EXERCISE »
Where the records below reach the line containing "q=forest of snowy trees", start transcribing, and end with the line containing "q=snow-covered shrub", exactly and with nothing else added.
SUPPLIED DATA Start Marker
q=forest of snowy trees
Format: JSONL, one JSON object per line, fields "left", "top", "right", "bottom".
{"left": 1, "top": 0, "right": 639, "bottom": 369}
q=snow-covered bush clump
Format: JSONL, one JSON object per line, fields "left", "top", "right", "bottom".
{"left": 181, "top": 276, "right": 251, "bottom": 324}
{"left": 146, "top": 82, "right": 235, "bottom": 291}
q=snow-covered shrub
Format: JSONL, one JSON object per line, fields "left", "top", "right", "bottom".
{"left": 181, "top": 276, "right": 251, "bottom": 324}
SUPPLIED DATA End Marker
SUPPLIED DATA Start Marker
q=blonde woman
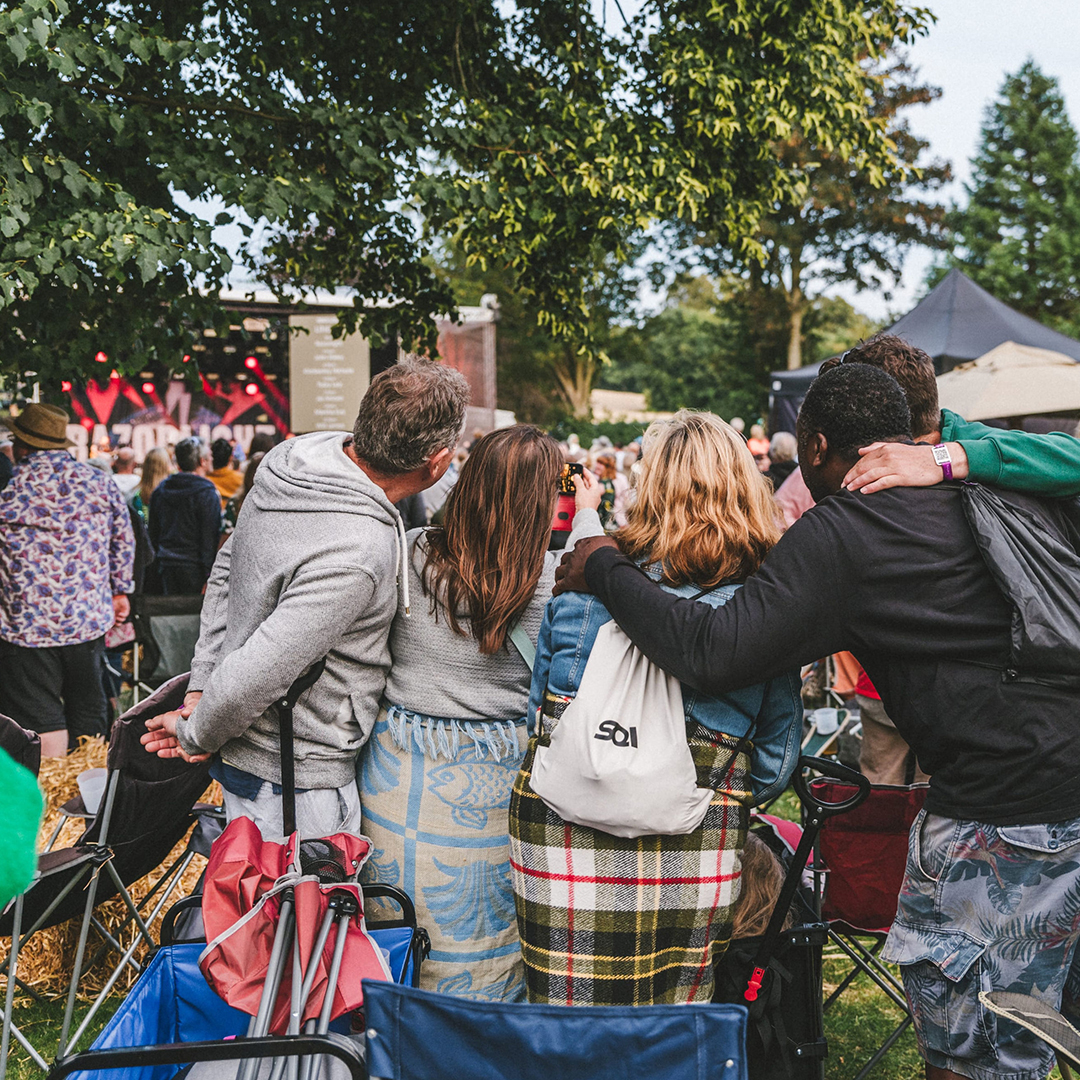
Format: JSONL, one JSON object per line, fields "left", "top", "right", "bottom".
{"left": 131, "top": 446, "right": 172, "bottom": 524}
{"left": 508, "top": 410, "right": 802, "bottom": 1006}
SUPPLIED DATA End Marker
OUTPUT OF THE TASK »
q=forest of snowy trees
Format: JSONL, one JSON object per line, fields "left", "top", "right", "bottom".
{"left": 1, "top": 0, "right": 639, "bottom": 369}
q=snow-covered bush clump
Format: JSONL, one JSON object per line, fields "left", "top", "right", "bottom".
{"left": 181, "top": 276, "right": 251, "bottom": 324}
{"left": 146, "top": 82, "right": 235, "bottom": 291}
q=snow-covered shrub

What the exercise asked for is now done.